## READING PASSAGE:
....................
Reputation: 3729
Using Natto gem (MeCab) is it possible to convert a mixed katakana/hiragana/kanji/alpha string to katakana/hiragana/alpha? (i.e. converts the kanji).
For example I need to convert this text:
日本語だぜ、これが。
これはカタカナである。
こいつはEnglish alphabet charsなのです。
ABC123てのは全角英数字です。
into this:
にほんごだぜ、これが。これはカタカナである。こいつはEnglishalphabetcharsなのです。ABC123てのはぜんかくえいすーじです。
Thanks!
Upvotes: 1
Views: 3452
Reputation: 3917
Author of the natto rubygem here. Thanks for using natto!
If I understand your question correctly, you would like to convert only the kanji characters into their corresponding hiragana (furigana) characters. The Ruby extension library NKF allows you to transform katakana into hiragana, and since MeCab yomi is by default returned as katakana, you could combine natto and NKF to convert the yomi readings for kanji only, leaving the other characters (hiragana, katakana, full- and/or half-width chars) as-is.
The key is to use natto to node-parse the input, and examine the char type value for each MeCab node. If the node's char type value is 2, that corresponds to a kanji node. You could then obtain the katakana yomi value from the MeCab node, and then use NKF to convert the katakana yomi into hiragana.
I just put up an example on the natto wiki.
Hope that helps!
Upvotes: 7
....................
## DATASET EXCERPTS:
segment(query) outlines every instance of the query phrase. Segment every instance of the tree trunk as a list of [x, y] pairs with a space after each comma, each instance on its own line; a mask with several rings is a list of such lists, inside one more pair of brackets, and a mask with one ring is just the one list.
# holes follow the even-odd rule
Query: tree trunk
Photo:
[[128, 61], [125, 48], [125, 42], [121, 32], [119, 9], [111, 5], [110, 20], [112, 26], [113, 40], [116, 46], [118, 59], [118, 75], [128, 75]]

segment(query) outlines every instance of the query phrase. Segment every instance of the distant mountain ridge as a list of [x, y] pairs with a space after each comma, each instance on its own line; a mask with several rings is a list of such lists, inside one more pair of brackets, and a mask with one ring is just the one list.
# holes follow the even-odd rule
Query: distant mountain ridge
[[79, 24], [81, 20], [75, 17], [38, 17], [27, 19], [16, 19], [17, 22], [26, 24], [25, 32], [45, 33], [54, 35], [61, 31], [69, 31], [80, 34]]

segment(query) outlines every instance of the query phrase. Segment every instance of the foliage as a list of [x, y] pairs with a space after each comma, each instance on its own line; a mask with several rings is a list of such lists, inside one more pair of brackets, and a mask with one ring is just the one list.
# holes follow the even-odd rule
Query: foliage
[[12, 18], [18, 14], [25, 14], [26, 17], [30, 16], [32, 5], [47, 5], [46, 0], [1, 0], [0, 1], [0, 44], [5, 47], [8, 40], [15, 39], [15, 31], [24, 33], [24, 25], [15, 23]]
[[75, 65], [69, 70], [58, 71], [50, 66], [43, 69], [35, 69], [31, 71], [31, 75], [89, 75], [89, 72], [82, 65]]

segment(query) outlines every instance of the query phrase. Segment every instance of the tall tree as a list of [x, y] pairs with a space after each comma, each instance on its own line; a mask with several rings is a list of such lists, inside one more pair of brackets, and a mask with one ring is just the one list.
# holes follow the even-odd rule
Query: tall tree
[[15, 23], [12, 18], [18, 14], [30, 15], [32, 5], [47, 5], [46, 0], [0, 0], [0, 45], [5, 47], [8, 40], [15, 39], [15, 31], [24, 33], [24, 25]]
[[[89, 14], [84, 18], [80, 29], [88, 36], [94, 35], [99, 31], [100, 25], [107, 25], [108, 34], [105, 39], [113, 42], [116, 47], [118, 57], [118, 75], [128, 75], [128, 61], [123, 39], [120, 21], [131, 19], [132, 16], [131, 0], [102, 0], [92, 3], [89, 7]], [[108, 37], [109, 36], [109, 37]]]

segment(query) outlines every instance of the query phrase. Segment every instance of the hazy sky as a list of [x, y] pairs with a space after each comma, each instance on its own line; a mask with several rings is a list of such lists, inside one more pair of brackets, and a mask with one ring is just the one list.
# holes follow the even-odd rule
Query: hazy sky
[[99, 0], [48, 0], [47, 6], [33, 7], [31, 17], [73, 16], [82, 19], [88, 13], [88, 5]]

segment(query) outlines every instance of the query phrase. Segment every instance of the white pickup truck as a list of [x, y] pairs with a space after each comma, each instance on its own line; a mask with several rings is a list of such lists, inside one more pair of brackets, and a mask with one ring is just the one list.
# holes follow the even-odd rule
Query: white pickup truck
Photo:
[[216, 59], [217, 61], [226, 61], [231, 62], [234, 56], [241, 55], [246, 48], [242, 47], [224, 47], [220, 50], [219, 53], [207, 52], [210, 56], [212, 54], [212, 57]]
....................
## TASK PROMPT:
From the thread above about the natto gem, copy out the passage that begins with the words "If I understand" and ends with "yomi into hiragana.", swapping each "MeCab node" for "parser node".

## ANSWER TO THE TASK:
If I understand your question correctly, you would like to convert only the kanji characters into their corresponding hiragana (furigana) characters. The Ruby extension library NKF allows you to transform katakana into hiragana, and since MeCab yomi is by default returned as katakana, you could combine natto and NKF to convert the yomi readings for kanji only, leaving the other characters (hiragana, katakana, full- and/or half-width chars) as-is.
The key is to use natto to node-parse the input, and examine the char type value for each parser node. If the node's char type value is 2, that corresponds to a kanji node. You could then obtain the katakana yomi value from the parser node, and then use NKF to convert the katakana yomi into hiragana.